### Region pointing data

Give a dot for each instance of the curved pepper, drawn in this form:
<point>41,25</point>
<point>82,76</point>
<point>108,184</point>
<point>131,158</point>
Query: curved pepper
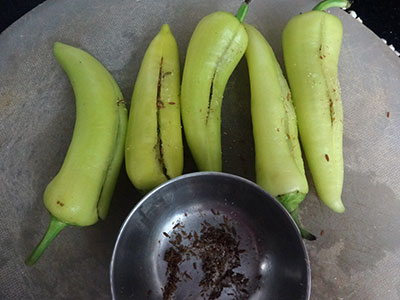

### Your task
Set the pictures aside and restate word for word only the lines from the line containing "<point>41,25</point>" through the end of the entries above, both included.

### Solution for this task
<point>41,25</point>
<point>82,76</point>
<point>108,184</point>
<point>131,158</point>
Query: curved pepper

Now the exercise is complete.